» Selected excerpt
====

Message Buffer Design

Zero-copy message handling with capability-based forwarding.

Current vs. Future Design

This document describes a future design with PassthroughMessage, ref counting, and capability masks. The current implementation uses a simpler approach:

Ownership transfer - callback returns kept=true to take buffer ownership

Two size-appropriate pools - 4K (pre-OPEN) and 64K (Extended Message)

Zero-copy cache - cache owns buffer, Take() transfers ownership

No ref counting - single owner at a time (session -> cache -> caller)

Critical ordering - callback executes BEFORE cache (prevents use-after-free)

Cache API:

Add() - cache takes ownership

Take(id) - removes entry, transfers ownership (caller must Release())

Contains(id) - check existence without ownership transfer

Delete(id) - remove and return buffer to pool

See ENCODING_CONTEXT.md and UPDATE_BUILDING.md for current implementation. This design may be implemented when high-volume route reflection requires true zero-copy forwarding to multiple peers simultaneously.

Overview

┌─────────────────────────────────────────────────────────────────┐
│                        Peer A (incoming)                         │
│  ┌─────────────────────────────────────────────────────────┐    │
│  │ PeerBufferPool (sized after OPEN negotiation)           │    │
│  │   maxSize = 4096 (or 65535 if extended message)         │    │
│  └─────────────────────────────────────────────────────────┘    │
└─────────────────────────────────────────────────────────────────┘
                              │
                              ▼
┌─────────────────────────────────────────────────────────────────┐
│                     PassthroughMessage                           │
│  ┌──────────────────┬────────┬──────┬────────────────────────┐  │
│  │ Marker (16 bytes)│ Length │ Type │ Payload                │  │
│  │ → MessageMeta    │ (2)    │ (1)  │ (variable)             │  │
│  │   after read     │        │      │                        │  │
│  └──────────────────┴────────┴──────┴────────────────────────┘  │
└─────────────────────────────────────────────────────────────────┘
                              │
              ┌───────────────┼───────────────┐
              ▼               ▼               ▼
┌──────────────────┐ ┌──────────────────┐ ┌──────────────────┐
│ Peer B           │ │ Peer C           │ │ Peer D           │
│ caps: ASN4+AP    │ │ caps: ASN4       │ │ caps: ASN2       │
│ ✓ compatible     │ │ ✓ compatible     │ │ ✗ needs repack   │
└──────────────────┘ └──────────────────┘ └──────────────────┘

Capability Mask

Instead of tracking which peers to forward to, we track what capabilities a message requires. Peers are checked for compatibility at forward time.

====

» Supplied material
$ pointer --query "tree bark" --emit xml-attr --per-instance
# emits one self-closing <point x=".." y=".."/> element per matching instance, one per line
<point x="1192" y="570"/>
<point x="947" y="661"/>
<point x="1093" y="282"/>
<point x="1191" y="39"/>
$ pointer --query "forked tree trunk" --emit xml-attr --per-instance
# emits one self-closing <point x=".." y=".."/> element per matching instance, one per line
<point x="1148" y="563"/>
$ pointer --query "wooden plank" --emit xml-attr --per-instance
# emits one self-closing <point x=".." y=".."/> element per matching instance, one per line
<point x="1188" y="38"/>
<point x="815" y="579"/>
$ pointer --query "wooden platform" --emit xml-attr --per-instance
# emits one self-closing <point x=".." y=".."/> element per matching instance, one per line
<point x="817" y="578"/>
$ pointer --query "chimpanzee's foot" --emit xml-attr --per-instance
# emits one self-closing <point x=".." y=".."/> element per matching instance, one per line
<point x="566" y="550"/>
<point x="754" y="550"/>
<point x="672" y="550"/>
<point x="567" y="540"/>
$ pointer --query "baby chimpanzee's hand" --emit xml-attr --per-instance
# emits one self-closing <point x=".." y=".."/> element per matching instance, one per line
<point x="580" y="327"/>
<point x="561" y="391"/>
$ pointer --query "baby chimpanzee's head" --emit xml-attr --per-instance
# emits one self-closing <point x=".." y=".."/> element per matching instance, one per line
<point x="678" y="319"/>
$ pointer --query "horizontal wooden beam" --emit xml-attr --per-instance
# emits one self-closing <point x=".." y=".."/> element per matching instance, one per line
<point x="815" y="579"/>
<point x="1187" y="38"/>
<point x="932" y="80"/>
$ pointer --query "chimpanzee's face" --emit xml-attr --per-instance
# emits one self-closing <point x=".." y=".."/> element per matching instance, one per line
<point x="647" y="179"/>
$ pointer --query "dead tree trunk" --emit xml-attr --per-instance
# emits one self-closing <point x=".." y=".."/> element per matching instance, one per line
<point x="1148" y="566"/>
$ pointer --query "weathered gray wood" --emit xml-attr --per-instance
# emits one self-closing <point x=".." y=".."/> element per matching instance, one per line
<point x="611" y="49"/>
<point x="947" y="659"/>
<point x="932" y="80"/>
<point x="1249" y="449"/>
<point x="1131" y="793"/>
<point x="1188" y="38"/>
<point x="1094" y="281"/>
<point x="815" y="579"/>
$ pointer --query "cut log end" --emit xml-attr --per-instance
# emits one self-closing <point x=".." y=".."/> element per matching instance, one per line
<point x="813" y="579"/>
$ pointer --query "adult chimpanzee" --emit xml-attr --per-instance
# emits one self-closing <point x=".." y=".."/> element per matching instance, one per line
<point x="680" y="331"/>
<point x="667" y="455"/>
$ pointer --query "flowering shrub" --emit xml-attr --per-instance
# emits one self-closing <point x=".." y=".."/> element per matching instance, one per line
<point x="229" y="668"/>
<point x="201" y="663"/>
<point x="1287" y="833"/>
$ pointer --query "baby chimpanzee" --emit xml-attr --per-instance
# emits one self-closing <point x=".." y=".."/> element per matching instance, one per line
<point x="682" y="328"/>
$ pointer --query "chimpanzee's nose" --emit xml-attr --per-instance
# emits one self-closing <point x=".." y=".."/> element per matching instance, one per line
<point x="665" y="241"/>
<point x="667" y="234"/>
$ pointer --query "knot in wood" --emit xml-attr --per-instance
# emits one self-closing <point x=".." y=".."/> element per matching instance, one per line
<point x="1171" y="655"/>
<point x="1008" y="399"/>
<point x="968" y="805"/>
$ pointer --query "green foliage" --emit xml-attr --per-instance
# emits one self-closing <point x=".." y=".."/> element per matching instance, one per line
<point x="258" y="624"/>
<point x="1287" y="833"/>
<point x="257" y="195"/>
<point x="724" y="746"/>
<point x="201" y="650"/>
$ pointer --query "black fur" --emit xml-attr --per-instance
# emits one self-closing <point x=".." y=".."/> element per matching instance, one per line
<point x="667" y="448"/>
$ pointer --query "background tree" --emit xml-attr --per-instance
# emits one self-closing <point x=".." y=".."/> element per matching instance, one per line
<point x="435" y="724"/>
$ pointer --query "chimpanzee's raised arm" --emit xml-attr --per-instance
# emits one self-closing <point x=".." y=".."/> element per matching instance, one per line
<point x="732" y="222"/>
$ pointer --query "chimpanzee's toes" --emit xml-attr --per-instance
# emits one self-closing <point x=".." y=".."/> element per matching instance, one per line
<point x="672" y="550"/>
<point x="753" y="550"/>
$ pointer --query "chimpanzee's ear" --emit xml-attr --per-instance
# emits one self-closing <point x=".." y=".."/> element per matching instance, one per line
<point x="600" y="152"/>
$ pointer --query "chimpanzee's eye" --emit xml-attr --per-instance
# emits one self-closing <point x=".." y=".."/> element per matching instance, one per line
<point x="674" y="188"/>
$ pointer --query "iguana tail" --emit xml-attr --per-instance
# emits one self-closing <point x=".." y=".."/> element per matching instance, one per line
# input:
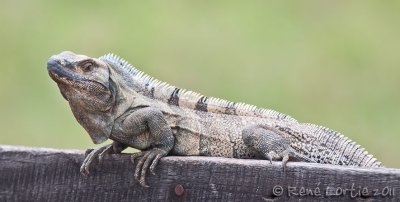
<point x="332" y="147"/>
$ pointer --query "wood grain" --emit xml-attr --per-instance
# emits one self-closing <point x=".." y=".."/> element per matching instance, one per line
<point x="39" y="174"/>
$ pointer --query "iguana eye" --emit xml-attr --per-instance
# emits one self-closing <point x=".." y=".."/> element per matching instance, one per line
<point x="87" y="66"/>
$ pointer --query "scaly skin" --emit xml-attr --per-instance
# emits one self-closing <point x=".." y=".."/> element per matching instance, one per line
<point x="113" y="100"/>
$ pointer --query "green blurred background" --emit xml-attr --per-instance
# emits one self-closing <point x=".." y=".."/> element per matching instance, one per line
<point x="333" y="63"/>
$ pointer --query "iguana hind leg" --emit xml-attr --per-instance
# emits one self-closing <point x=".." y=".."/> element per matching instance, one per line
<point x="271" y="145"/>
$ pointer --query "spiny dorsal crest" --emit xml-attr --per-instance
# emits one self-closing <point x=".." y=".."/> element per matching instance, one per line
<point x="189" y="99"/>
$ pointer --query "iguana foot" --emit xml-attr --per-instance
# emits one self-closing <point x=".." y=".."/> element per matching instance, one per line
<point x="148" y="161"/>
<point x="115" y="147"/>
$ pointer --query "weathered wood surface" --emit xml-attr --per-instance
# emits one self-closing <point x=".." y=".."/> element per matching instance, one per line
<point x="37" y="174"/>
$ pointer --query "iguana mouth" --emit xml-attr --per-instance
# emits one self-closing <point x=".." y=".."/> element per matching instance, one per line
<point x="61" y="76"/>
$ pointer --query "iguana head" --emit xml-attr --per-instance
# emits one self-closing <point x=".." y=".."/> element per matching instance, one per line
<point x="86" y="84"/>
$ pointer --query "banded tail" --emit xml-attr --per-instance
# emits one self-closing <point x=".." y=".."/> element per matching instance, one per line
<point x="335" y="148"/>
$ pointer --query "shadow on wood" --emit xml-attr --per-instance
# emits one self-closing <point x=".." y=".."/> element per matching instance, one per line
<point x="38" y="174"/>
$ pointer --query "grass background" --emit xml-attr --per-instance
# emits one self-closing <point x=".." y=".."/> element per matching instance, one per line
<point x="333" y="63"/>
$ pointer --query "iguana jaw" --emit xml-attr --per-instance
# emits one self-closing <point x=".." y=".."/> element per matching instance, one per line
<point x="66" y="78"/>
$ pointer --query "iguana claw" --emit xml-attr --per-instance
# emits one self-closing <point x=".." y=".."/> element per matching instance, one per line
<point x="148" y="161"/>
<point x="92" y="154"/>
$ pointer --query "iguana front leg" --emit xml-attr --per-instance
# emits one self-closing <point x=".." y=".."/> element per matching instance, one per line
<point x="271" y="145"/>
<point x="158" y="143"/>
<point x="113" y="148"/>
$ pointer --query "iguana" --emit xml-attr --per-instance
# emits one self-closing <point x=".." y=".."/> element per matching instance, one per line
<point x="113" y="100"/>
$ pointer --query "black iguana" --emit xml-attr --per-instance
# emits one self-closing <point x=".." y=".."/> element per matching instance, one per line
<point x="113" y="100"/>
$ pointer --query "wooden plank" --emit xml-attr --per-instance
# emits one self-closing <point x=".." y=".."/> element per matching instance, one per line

====

» What to do
In the message buffer design text, what two buffer pool sizes does the current implementation use?

» Exercise output
A 4K pool for pre-OPEN and a 64K pool for Extended Message.